Activity
Begin at the top of the records below and print each line exactly until the line containing "MULTIPOLYGON (((641 170, 565" has been printed; any pictures are to be left out.

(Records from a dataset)
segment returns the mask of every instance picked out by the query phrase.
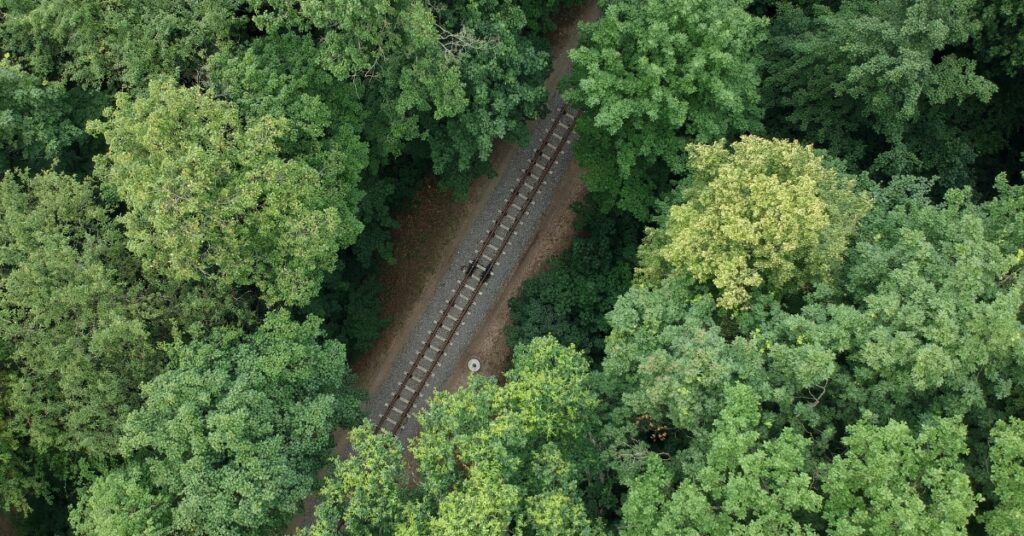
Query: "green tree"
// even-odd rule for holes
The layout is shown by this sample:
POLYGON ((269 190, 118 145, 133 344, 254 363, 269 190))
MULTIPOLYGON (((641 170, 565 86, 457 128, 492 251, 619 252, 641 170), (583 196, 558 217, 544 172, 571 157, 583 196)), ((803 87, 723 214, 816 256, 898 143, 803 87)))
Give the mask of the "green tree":
POLYGON ((264 534, 315 483, 331 432, 359 417, 345 348, 318 319, 267 315, 253 334, 215 330, 168 345, 124 425, 126 462, 87 488, 82 534, 264 534))
POLYGON ((310 534, 599 534, 586 491, 602 472, 587 360, 550 337, 513 359, 505 385, 471 377, 417 416, 414 489, 404 489, 397 442, 373 438, 369 423, 355 430, 354 456, 325 484, 310 534))
POLYGON ((980 206, 964 189, 932 203, 929 189, 903 179, 876 194, 844 267, 844 303, 804 316, 847 334, 841 408, 911 424, 966 414, 988 429, 993 411, 1020 407, 1024 382, 1024 256, 1000 240, 1013 221, 989 206, 1019 199, 1020 187, 980 206))
POLYGON ((127 206, 128 249, 147 270, 255 285, 268 304, 302 305, 362 229, 359 166, 282 158, 286 119, 243 122, 236 105, 166 80, 120 94, 105 115, 90 124, 110 146, 96 174, 127 206))
POLYGON ((673 471, 652 455, 627 483, 621 534, 816 534, 807 522, 822 502, 806 471, 810 440, 789 428, 763 438, 772 422, 748 386, 727 387, 725 399, 713 429, 691 448, 696 461, 673 463, 673 471), (673 473, 681 479, 675 491, 673 473))
POLYGON ((334 473, 320 488, 316 523, 307 536, 333 536, 344 526, 349 534, 395 534, 404 521, 411 495, 402 444, 378 434, 366 421, 349 433, 352 453, 334 461, 334 473))
POLYGON ((422 0, 267 5, 254 17, 257 26, 267 33, 321 33, 321 66, 350 81, 367 105, 363 139, 370 145, 371 171, 421 136, 421 113, 440 120, 467 106, 458 66, 445 57, 437 20, 422 0))
POLYGON ((689 175, 654 254, 736 309, 755 289, 797 294, 828 280, 870 207, 854 180, 796 142, 691 145, 689 175), (731 149, 731 150, 730 150, 731 149))
POLYGON ((525 119, 547 100, 548 56, 522 36, 526 16, 512 2, 453 2, 437 8, 440 43, 458 65, 465 109, 425 121, 434 173, 464 196, 472 179, 491 170, 494 140, 527 137, 525 119))
POLYGON ((1024 421, 999 421, 990 434, 989 458, 998 500, 985 514, 985 529, 992 536, 1011 536, 1024 526, 1024 421))
POLYGON ((575 210, 580 236, 509 300, 511 323, 505 336, 514 348, 551 334, 596 362, 604 356, 604 338, 611 329, 605 313, 633 276, 641 226, 628 214, 601 213, 593 204, 575 210))
POLYGON ((63 85, 0 60, 0 169, 46 168, 80 141, 83 132, 70 119, 63 85))
POLYGON ((916 435, 901 422, 851 424, 846 452, 822 468, 828 533, 966 534, 981 500, 960 461, 966 435, 954 419, 916 435))
POLYGON ((527 28, 540 33, 555 28, 555 22, 551 17, 559 10, 582 4, 583 0, 519 0, 517 3, 526 14, 527 28))
POLYGON ((957 47, 977 35, 975 0, 846 0, 782 6, 764 82, 779 132, 887 176, 939 173, 963 183, 987 148, 963 105, 996 86, 957 47))
POLYGON ((0 180, 4 432, 22 444, 12 463, 34 451, 58 474, 111 463, 139 383, 163 362, 147 322, 158 302, 94 195, 53 172, 0 180))
POLYGON ((1010 75, 1024 67, 1024 5, 1013 0, 978 2, 981 32, 975 50, 1010 75))
POLYGON ((203 59, 243 30, 244 0, 4 2, 0 39, 43 77, 90 88, 199 75, 203 59))
POLYGON ((312 36, 280 33, 221 51, 205 68, 212 89, 238 106, 243 122, 288 121, 276 140, 283 158, 301 157, 328 183, 351 182, 367 166, 368 149, 359 138, 363 105, 317 54, 312 36))
MULTIPOLYGON (((860 472, 844 474, 842 485, 823 489, 832 507, 826 518, 836 534, 859 534, 850 527, 867 527, 875 520, 880 525, 864 530, 956 533, 973 516, 977 498, 972 487, 995 502, 988 479, 998 489, 1003 473, 989 476, 988 430, 1024 407, 1015 392, 1024 381, 1024 252, 1019 241, 1024 191, 1005 177, 996 185, 999 196, 981 204, 971 201, 967 189, 950 190, 936 203, 928 195, 934 181, 914 177, 876 187, 873 208, 860 218, 851 245, 827 279, 822 273, 808 274, 798 295, 755 293, 740 310, 724 309, 713 286, 672 269, 657 254, 670 243, 668 234, 650 233, 641 246, 639 277, 608 314, 607 355, 595 378, 603 399, 606 456, 619 481, 636 494, 635 500, 627 495, 635 530, 661 530, 659 512, 671 512, 664 515, 676 520, 701 511, 700 502, 670 505, 677 504, 676 483, 697 474, 701 469, 694 468, 694 460, 711 452, 707 434, 716 430, 715 421, 729 404, 724 393, 736 382, 762 402, 763 422, 807 439, 811 464, 828 464, 835 452, 855 448, 863 458, 868 454, 861 453, 896 445, 887 439, 890 435, 913 438, 911 428, 925 430, 914 439, 919 446, 880 455, 878 462, 862 460, 860 472), (851 427, 864 410, 898 424, 889 429, 865 423, 855 431, 851 427), (936 419, 952 420, 940 426, 936 419), (897 428, 903 431, 893 431, 897 428), (674 461, 659 461, 665 466, 651 469, 652 455, 674 461), (901 461, 901 456, 916 461, 901 461), (929 480, 929 468, 945 467, 936 459, 955 465, 955 475, 936 473, 938 480, 929 480), (889 474, 886 464, 906 464, 907 471, 924 476, 905 473, 905 478, 923 483, 911 479, 902 487, 878 481, 871 491, 843 491, 843 486, 861 486, 866 474, 889 474), (670 470, 674 467, 680 469, 670 470), (937 487, 915 495, 925 485, 937 487), (877 500, 907 510, 849 499, 876 493, 877 500), (643 505, 654 506, 644 511, 643 505), (876 515, 872 508, 885 514, 876 515), (941 514, 932 515, 932 508, 941 514), (908 525, 889 524, 903 519, 908 525)), ((676 206, 694 199, 679 197, 676 206)), ((708 213, 713 211, 703 211, 708 213)), ((664 225, 671 215, 666 209, 664 225)), ((694 493, 686 496, 698 497, 694 493)), ((725 512, 710 511, 716 516, 725 512)), ((813 518, 801 514, 795 519, 817 526, 813 518)), ((678 532, 674 522, 666 522, 666 533, 678 532)))
POLYGON ((747 0, 605 1, 580 25, 566 101, 576 154, 605 208, 645 218, 684 147, 760 129, 758 47, 766 19, 747 0))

Answer box
segment returns the mask of every instance picked out by the query phrase.
Query: "green tree"
// even-odd rule for holes
The layout is shown by this sample:
POLYGON ((269 190, 118 145, 133 344, 254 363, 269 190))
MULTIPOLYGON (((641 170, 565 86, 457 128, 492 251, 619 252, 641 170), (583 196, 558 217, 544 172, 571 157, 583 196)), ((803 87, 723 214, 816 256, 898 143, 803 87)))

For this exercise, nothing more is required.